##### Records to process

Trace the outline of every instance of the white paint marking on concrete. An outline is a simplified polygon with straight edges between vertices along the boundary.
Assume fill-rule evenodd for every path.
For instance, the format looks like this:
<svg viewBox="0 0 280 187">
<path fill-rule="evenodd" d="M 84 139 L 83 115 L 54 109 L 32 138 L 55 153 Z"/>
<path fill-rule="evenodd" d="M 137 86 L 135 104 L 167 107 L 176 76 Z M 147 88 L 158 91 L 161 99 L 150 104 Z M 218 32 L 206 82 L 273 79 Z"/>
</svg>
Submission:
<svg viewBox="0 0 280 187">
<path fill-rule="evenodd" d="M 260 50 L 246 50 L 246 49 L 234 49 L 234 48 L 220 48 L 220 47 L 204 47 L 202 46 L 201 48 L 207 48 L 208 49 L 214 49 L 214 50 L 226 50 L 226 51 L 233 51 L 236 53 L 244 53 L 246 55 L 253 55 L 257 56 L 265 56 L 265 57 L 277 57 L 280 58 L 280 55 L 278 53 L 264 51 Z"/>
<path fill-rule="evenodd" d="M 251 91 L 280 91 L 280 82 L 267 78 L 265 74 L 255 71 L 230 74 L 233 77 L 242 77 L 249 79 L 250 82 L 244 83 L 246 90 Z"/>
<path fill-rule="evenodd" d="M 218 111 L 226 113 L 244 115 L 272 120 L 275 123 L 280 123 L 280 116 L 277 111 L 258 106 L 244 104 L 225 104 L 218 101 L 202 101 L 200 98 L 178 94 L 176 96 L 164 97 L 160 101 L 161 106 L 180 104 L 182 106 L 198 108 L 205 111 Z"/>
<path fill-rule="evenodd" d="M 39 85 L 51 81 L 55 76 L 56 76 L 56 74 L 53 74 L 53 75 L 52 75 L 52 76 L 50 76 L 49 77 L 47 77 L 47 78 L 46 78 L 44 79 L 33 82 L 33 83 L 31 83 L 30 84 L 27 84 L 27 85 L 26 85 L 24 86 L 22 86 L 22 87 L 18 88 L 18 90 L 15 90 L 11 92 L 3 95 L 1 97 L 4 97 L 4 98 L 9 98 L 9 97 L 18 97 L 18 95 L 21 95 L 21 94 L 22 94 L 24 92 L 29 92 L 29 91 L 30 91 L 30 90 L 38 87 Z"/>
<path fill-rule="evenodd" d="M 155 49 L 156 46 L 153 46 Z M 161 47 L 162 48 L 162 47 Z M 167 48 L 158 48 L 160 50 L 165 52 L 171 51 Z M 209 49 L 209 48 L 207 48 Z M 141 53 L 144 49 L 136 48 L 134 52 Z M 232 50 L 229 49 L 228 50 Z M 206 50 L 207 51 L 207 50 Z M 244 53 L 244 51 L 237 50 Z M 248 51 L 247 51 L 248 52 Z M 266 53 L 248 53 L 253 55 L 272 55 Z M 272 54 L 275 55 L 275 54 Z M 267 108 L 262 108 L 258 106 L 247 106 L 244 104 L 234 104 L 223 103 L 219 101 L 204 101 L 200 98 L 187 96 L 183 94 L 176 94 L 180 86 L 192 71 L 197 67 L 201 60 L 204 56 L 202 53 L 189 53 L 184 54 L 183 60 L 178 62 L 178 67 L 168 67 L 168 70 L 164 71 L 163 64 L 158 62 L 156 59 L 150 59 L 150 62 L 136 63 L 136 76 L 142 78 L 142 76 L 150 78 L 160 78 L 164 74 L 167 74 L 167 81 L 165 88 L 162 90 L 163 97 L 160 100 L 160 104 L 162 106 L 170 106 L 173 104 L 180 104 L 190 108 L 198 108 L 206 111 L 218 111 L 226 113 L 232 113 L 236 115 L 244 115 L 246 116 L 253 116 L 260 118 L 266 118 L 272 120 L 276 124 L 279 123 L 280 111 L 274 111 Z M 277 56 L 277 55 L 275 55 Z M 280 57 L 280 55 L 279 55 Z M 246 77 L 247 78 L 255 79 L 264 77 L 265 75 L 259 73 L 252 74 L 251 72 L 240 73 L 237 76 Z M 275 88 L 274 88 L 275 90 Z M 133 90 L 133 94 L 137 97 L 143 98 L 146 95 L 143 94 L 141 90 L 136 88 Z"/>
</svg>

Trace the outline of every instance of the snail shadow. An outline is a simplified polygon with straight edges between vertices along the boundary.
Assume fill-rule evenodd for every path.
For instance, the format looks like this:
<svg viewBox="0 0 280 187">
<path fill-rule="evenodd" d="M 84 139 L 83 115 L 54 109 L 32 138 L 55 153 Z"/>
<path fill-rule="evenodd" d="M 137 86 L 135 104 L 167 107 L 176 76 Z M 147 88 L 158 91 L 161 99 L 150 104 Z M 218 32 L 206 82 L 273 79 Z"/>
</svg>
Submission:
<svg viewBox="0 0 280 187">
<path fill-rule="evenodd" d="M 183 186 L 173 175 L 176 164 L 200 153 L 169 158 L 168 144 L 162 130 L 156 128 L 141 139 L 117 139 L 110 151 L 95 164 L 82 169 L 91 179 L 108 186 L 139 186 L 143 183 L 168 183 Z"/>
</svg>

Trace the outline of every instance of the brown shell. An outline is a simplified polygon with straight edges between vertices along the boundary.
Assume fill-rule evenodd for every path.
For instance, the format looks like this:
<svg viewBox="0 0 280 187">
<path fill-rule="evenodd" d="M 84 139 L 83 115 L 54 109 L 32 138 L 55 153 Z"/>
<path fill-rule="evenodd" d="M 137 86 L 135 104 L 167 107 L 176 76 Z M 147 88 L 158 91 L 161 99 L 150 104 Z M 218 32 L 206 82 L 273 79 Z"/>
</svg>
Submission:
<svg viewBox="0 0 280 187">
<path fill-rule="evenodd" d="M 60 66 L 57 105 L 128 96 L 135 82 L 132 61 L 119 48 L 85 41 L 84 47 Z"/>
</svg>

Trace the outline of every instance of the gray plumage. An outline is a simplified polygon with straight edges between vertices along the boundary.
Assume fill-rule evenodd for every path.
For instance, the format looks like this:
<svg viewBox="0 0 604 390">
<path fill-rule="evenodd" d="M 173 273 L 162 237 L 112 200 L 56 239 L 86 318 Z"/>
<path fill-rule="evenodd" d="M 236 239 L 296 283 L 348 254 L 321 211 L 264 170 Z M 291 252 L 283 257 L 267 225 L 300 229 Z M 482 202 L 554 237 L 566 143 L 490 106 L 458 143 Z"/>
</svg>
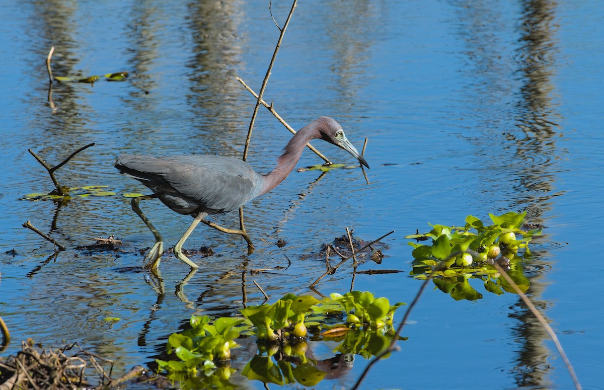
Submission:
<svg viewBox="0 0 604 390">
<path fill-rule="evenodd" d="M 197 224 L 208 214 L 234 210 L 274 188 L 295 167 L 309 141 L 315 138 L 342 148 L 369 168 L 363 156 L 346 139 L 342 126 L 329 117 L 318 118 L 296 133 L 284 148 L 283 154 L 277 158 L 277 167 L 266 174 L 257 173 L 242 160 L 211 155 L 165 157 L 123 155 L 118 157 L 115 168 L 138 180 L 153 193 L 132 201 L 132 209 L 155 235 L 155 245 L 145 257 L 153 262 L 151 267 L 159 265 L 163 239 L 139 208 L 141 199 L 158 197 L 174 211 L 194 217 L 193 223 L 174 246 L 174 253 L 178 258 L 196 268 L 198 266 L 182 254 L 181 248 Z M 248 241 L 248 248 L 252 246 L 245 231 L 219 229 L 240 234 Z"/>
<path fill-rule="evenodd" d="M 174 211 L 194 216 L 239 208 L 258 196 L 264 181 L 245 161 L 211 155 L 123 155 L 115 168 L 140 181 Z"/>
</svg>

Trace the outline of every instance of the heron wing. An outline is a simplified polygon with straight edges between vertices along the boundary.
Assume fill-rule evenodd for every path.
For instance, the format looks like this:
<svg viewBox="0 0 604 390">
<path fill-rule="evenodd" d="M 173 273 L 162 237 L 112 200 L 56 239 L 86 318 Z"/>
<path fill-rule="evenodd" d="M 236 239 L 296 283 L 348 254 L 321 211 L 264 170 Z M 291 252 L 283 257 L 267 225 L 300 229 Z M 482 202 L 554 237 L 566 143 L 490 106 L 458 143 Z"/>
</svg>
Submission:
<svg viewBox="0 0 604 390">
<path fill-rule="evenodd" d="M 139 180 L 181 214 L 226 213 L 259 193 L 260 177 L 249 164 L 208 155 L 153 158 L 121 156 L 115 167 Z"/>
</svg>

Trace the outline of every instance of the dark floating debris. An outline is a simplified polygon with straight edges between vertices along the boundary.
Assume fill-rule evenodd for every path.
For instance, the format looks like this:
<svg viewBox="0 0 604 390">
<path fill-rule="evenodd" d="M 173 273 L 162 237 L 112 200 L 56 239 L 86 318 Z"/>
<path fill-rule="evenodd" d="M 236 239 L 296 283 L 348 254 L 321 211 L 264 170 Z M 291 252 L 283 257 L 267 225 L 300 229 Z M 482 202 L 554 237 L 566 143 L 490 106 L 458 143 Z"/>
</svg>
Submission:
<svg viewBox="0 0 604 390">
<path fill-rule="evenodd" d="M 378 264 L 382 263 L 382 260 L 385 257 L 382 251 L 388 249 L 385 244 L 378 241 L 362 249 L 370 241 L 356 239 L 352 235 L 350 238 L 352 241 L 352 248 L 354 248 L 355 251 L 354 254 L 358 261 L 362 262 L 369 258 Z M 326 257 L 329 258 L 333 255 L 338 255 L 342 258 L 352 256 L 353 254 L 350 251 L 350 241 L 349 240 L 347 235 L 343 235 L 336 237 L 331 244 L 322 244 L 318 252 L 302 255 L 300 257 L 300 260 L 324 260 Z"/>
<path fill-rule="evenodd" d="M 112 234 L 106 238 L 95 238 L 96 242 L 89 245 L 81 245 L 76 246 L 76 249 L 91 251 L 93 252 L 105 252 L 111 251 L 113 252 L 121 252 L 121 246 L 124 245 L 121 240 L 115 238 Z"/>
<path fill-rule="evenodd" d="M 173 253 L 173 248 L 168 249 L 169 253 Z M 182 249 L 182 253 L 185 256 L 193 256 L 194 255 L 201 255 L 202 257 L 209 257 L 214 255 L 214 251 L 209 246 L 201 246 L 199 249 Z"/>
</svg>

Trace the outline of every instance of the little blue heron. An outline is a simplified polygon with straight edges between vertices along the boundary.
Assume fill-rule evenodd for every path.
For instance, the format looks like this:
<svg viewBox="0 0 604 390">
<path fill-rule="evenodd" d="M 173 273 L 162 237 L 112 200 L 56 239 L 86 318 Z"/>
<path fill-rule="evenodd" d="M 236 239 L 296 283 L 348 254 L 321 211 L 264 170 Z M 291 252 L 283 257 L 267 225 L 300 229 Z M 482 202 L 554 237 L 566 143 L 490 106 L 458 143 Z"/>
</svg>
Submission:
<svg viewBox="0 0 604 390">
<path fill-rule="evenodd" d="M 230 157 L 120 156 L 115 168 L 140 181 L 153 192 L 152 195 L 133 198 L 131 202 L 132 209 L 155 236 L 155 245 L 145 260 L 152 262 L 152 268 L 157 267 L 164 243 L 157 229 L 141 211 L 138 206 L 141 200 L 159 198 L 174 211 L 194 218 L 174 246 L 174 254 L 191 268 L 197 268 L 198 266 L 182 254 L 181 248 L 198 223 L 201 221 L 208 223 L 204 219 L 208 214 L 234 210 L 274 188 L 295 167 L 306 144 L 315 138 L 342 148 L 369 168 L 363 156 L 346 139 L 342 126 L 329 117 L 315 119 L 296 133 L 285 146 L 283 154 L 277 158 L 277 167 L 266 174 L 257 173 L 247 162 Z M 240 234 L 250 242 L 243 231 L 223 229 L 222 231 Z"/>
</svg>

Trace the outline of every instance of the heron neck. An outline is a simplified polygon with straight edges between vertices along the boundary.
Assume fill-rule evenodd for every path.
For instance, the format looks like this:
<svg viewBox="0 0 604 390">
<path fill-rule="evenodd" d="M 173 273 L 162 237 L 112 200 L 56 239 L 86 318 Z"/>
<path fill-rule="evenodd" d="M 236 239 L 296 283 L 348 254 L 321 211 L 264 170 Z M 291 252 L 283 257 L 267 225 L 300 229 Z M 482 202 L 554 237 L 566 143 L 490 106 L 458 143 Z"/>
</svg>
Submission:
<svg viewBox="0 0 604 390">
<path fill-rule="evenodd" d="M 320 136 L 318 130 L 310 125 L 300 129 L 285 145 L 283 154 L 277 159 L 277 167 L 265 175 L 265 188 L 260 194 L 269 192 L 283 181 L 298 164 L 306 144 Z"/>
</svg>

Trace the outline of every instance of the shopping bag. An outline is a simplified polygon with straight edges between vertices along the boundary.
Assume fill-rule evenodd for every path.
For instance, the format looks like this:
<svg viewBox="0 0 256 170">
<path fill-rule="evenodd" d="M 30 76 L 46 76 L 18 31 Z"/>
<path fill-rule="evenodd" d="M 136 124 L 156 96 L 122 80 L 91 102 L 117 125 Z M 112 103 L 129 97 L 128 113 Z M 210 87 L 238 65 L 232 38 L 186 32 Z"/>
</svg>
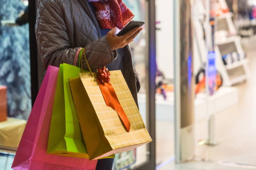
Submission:
<svg viewBox="0 0 256 170">
<path fill-rule="evenodd" d="M 58 72 L 59 68 L 48 67 L 14 158 L 14 170 L 95 169 L 97 161 L 46 153 Z"/>
<path fill-rule="evenodd" d="M 79 77 L 79 68 L 72 65 L 60 65 L 49 133 L 48 153 L 89 158 L 68 83 L 68 78 Z"/>
<path fill-rule="evenodd" d="M 82 72 L 80 79 L 69 79 L 90 160 L 131 150 L 152 141 L 121 71 L 110 73 L 110 82 L 131 124 L 129 132 L 119 114 L 107 106 L 97 74 Z"/>
<path fill-rule="evenodd" d="M 89 158 L 68 79 L 79 77 L 81 69 L 61 64 L 49 133 L 47 153 Z M 114 155 L 106 157 L 114 158 Z"/>
</svg>

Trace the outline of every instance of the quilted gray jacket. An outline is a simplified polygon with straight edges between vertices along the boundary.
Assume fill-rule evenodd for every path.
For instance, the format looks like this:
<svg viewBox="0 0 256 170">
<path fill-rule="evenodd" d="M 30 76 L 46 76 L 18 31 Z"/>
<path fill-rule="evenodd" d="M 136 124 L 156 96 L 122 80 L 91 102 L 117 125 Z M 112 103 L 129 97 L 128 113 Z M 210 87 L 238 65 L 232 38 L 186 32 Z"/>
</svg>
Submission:
<svg viewBox="0 0 256 170">
<path fill-rule="evenodd" d="M 116 58 L 116 51 L 111 50 L 105 36 L 101 37 L 87 0 L 39 0 L 38 3 L 36 32 L 45 69 L 49 65 L 73 64 L 81 47 L 85 48 L 92 69 L 107 65 Z M 124 52 L 123 76 L 138 105 L 139 78 L 133 68 L 130 47 L 125 47 Z M 83 66 L 87 68 L 85 61 Z"/>
</svg>

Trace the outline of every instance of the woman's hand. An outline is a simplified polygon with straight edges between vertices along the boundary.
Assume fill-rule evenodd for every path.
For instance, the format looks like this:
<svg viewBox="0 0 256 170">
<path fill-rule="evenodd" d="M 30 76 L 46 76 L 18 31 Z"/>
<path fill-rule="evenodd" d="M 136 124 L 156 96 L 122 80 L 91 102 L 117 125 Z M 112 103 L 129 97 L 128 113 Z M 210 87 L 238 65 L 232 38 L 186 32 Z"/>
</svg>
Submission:
<svg viewBox="0 0 256 170">
<path fill-rule="evenodd" d="M 111 50 L 123 48 L 133 40 L 137 35 L 142 30 L 142 28 L 136 27 L 125 34 L 118 37 L 115 35 L 117 28 L 113 28 L 108 33 L 106 36 Z"/>
</svg>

##########

> **Given task**: Copy the listing again from the start through the line that contains "226 113 L 244", changing "white paint marking" to "yellow paint marking" and leaving everything else the same.

> **Full solution**:
Trace the outline of every instance of the yellow paint marking on concrete. An outline is a simplified polygon with straight edges between vertices along the boundary.
Assume fill-rule evenodd for every path.
For instance, the format looks like this:
<svg viewBox="0 0 280 187">
<path fill-rule="evenodd" d="M 84 139 L 83 115 L 54 109 L 32 138 L 55 153 Z"/>
<path fill-rule="evenodd" d="M 137 86 L 135 104 L 167 107 L 176 76 Z M 147 88 L 158 91 L 161 99 L 150 104 Z M 218 32 L 206 82 L 273 79 Z"/>
</svg>
Submission:
<svg viewBox="0 0 280 187">
<path fill-rule="evenodd" d="M 260 50 L 246 50 L 246 49 L 234 49 L 234 48 L 220 48 L 220 47 L 204 47 L 202 46 L 201 48 L 207 48 L 208 49 L 214 49 L 214 50 L 226 50 L 226 51 L 233 51 L 236 53 L 244 53 L 246 55 L 253 55 L 257 56 L 265 56 L 265 57 L 277 57 L 280 58 L 280 55 L 278 53 L 264 51 Z"/>
<path fill-rule="evenodd" d="M 251 91 L 280 91 L 280 82 L 267 78 L 265 74 L 255 71 L 230 74 L 233 77 L 242 77 L 249 79 L 250 82 L 244 83 L 246 90 Z"/>
<path fill-rule="evenodd" d="M 218 111 L 226 113 L 244 115 L 272 120 L 275 123 L 280 123 L 280 116 L 277 111 L 258 106 L 244 104 L 225 104 L 218 101 L 202 101 L 200 98 L 178 94 L 176 96 L 164 97 L 160 101 L 161 106 L 180 104 L 182 106 L 198 108 L 205 111 Z"/>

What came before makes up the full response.